- The request -
Everything from the line that holds "of the brake" through the end of the data below should be output exactly, both ends included.

Entries from a dataset:
-=-=-
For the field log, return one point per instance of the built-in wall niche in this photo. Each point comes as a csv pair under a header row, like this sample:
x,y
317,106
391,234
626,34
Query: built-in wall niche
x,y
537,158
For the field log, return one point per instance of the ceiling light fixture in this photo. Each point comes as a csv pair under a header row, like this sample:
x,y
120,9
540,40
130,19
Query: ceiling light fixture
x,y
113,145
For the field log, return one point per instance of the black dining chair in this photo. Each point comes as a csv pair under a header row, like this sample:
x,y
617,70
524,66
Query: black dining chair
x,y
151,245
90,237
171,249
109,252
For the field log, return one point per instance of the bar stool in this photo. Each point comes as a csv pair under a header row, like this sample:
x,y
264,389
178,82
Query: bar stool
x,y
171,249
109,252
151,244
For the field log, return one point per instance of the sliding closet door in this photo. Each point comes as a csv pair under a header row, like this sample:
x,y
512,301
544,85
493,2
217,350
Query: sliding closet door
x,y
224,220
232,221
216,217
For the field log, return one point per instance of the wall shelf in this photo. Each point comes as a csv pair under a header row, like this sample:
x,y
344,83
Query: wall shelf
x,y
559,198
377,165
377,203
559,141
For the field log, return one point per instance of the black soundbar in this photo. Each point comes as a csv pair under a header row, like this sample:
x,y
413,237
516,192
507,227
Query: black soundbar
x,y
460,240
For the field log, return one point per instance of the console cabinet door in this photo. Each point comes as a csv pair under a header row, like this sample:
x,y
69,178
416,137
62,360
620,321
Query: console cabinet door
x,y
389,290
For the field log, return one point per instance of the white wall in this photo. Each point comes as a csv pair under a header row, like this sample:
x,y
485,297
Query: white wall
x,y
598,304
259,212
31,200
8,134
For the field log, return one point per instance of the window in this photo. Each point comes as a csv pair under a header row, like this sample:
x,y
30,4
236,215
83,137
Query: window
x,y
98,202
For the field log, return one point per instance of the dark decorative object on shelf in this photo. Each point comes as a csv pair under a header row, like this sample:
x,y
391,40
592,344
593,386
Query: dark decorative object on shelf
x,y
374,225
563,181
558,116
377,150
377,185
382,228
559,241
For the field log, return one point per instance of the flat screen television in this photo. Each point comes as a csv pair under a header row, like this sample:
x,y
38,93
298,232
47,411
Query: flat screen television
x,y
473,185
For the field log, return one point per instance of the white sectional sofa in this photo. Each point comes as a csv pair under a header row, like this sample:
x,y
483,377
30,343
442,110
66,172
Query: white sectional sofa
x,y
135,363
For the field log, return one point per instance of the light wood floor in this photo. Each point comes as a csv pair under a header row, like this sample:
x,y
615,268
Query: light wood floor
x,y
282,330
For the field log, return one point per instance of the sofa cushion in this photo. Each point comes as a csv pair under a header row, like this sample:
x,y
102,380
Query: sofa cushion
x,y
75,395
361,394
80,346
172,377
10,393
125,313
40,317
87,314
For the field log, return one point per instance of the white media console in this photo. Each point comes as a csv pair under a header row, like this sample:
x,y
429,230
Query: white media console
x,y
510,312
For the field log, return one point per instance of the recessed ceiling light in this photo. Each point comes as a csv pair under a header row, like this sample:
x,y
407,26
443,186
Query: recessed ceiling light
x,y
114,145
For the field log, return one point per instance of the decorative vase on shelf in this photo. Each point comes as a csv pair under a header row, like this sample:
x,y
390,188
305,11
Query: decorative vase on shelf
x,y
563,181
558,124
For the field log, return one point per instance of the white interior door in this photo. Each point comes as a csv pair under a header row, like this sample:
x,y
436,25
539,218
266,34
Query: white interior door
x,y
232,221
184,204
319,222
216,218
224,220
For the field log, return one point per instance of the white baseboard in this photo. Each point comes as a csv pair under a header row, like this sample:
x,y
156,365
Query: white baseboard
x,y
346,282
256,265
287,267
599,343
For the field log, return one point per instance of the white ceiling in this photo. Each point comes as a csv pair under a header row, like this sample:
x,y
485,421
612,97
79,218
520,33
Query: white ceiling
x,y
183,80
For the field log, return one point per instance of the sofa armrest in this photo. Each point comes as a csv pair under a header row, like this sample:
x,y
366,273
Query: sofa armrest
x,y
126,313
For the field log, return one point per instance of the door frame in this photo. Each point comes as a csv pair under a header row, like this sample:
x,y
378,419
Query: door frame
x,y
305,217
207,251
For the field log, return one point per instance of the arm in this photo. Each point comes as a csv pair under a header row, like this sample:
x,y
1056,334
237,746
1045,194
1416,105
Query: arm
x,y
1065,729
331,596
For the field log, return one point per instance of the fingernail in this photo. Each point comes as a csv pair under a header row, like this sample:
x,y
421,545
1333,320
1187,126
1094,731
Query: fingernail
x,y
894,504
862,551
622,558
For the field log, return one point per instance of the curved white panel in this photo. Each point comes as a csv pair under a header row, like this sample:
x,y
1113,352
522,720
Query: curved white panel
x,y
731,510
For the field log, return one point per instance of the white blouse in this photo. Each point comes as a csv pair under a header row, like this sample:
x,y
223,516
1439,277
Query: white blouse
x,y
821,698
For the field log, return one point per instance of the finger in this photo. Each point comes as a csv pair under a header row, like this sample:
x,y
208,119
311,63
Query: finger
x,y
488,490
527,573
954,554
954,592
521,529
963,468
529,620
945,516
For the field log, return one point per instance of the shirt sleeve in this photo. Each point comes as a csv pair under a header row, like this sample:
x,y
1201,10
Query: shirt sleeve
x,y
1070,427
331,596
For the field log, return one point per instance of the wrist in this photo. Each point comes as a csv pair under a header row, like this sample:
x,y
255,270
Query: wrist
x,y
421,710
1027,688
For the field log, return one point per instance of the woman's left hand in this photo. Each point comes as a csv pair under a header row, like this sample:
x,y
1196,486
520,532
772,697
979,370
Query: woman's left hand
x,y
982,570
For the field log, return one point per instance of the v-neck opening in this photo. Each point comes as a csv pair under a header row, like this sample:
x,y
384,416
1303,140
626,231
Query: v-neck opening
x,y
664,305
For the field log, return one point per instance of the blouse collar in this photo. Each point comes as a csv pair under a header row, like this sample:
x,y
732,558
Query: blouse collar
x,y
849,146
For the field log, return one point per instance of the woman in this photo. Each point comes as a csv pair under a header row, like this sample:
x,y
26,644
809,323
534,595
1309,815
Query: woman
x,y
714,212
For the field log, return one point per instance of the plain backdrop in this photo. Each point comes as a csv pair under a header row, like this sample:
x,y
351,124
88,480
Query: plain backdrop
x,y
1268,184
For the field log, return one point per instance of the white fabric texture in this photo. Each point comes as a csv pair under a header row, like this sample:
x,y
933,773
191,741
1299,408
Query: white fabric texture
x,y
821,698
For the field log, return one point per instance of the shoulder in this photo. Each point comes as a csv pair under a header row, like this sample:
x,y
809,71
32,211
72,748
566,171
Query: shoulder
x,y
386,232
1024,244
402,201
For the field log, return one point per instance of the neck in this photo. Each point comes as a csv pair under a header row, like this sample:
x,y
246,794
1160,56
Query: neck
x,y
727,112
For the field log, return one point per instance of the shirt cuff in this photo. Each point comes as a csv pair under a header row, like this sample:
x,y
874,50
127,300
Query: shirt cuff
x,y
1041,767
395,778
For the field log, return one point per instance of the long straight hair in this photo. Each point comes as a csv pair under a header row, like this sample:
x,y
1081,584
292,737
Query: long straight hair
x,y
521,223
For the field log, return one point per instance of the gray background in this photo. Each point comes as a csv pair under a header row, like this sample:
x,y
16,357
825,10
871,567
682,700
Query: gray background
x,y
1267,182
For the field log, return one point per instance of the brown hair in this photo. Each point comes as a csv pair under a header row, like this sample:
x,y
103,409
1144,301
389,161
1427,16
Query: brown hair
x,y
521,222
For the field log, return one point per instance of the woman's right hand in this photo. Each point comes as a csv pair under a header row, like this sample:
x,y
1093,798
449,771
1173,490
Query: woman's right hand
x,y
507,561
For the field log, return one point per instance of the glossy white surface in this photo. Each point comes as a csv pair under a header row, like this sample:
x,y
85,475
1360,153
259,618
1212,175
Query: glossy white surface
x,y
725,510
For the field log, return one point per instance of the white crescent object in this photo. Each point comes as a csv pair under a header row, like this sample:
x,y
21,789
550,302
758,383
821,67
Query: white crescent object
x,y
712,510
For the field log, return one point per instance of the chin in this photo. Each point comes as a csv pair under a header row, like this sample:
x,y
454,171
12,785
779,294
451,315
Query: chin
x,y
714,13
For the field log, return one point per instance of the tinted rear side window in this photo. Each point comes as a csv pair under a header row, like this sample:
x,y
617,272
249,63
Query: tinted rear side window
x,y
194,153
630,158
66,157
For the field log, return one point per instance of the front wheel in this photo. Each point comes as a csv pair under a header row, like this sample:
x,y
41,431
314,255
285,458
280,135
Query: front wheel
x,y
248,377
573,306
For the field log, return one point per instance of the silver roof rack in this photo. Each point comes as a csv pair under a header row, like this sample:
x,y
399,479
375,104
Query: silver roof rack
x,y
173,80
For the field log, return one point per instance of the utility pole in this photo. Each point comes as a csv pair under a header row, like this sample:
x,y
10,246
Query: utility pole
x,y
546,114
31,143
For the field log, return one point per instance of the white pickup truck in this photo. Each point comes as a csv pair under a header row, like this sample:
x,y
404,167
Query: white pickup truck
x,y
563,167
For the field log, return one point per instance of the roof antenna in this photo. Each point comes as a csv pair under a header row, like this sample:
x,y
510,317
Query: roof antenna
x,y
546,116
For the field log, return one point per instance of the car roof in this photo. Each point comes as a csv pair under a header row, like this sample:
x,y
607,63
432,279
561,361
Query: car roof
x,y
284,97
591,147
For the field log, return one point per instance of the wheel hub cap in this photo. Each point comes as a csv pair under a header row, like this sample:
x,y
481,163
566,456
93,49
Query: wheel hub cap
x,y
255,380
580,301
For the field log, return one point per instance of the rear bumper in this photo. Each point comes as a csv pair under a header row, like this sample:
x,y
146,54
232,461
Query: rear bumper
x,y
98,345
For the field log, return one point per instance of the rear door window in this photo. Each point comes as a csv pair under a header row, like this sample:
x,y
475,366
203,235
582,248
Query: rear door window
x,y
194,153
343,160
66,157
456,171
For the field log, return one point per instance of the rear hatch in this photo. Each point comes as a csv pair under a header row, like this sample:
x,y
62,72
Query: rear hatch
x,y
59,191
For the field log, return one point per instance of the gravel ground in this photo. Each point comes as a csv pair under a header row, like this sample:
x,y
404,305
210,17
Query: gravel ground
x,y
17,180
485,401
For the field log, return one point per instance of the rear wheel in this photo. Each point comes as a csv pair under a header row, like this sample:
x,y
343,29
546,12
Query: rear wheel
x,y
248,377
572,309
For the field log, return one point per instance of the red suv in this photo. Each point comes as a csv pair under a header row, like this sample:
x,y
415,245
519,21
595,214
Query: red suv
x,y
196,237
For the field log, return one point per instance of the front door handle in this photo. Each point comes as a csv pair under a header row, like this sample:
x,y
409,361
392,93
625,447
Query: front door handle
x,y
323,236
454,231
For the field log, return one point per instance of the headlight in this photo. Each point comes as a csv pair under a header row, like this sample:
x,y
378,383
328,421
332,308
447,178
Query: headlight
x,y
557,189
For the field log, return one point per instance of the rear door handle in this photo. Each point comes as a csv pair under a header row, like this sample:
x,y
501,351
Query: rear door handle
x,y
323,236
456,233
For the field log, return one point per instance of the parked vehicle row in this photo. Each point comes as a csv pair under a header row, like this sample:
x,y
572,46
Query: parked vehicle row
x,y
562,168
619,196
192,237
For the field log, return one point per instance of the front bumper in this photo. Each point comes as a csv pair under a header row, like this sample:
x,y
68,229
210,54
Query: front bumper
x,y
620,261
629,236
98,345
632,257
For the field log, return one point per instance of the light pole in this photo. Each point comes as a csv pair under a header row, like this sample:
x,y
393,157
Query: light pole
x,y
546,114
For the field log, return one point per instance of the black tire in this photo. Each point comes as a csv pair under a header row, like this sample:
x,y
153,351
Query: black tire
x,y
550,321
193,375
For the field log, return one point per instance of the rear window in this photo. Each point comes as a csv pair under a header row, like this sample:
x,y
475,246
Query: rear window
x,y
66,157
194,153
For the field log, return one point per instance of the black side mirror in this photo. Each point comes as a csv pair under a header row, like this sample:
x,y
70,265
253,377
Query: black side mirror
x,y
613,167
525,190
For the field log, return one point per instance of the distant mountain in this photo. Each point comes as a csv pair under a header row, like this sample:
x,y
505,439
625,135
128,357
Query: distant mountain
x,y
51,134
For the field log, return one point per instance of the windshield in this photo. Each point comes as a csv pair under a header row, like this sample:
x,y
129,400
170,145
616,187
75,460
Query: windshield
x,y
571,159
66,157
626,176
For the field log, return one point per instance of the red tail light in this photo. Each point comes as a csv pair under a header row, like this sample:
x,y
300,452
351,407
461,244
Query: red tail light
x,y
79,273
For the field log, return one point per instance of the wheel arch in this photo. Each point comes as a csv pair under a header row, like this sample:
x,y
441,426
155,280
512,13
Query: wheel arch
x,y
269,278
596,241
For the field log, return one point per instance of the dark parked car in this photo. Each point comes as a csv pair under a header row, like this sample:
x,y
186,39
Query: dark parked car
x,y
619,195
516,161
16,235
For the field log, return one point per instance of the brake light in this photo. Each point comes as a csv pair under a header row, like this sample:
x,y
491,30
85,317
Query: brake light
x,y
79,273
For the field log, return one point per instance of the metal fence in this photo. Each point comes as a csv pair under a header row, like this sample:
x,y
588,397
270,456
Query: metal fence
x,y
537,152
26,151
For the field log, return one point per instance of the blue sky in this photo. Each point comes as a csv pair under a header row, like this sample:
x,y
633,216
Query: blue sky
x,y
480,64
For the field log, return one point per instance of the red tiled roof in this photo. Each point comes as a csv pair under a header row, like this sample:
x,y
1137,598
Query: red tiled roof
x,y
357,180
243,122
-=-=-
- Response to this exercise -
For the field log, return one point per instance of the brake light in this photo. Each point comes as a csv pair under a header row, like this sample:
x,y
491,30
85,317
Query: brake light
x,y
79,273
For the field log, return one point per instance of the metal fence in this photo. Each point comes as a csv pair under a header row, like this sample:
x,y
588,397
270,456
Query: metal fence
x,y
537,152
26,151
For the field log, return one point per instance of the blue sky in this photo. Each point comes as a csv pair under a header row, like this sample:
x,y
633,216
Query: blue sky
x,y
480,64
For the field log, return one point per instance of the red tiled roof in this photo. Each point comes as a csv pair under a header row, like this sample:
x,y
1137,598
Query: red tiled roof
x,y
357,180
243,122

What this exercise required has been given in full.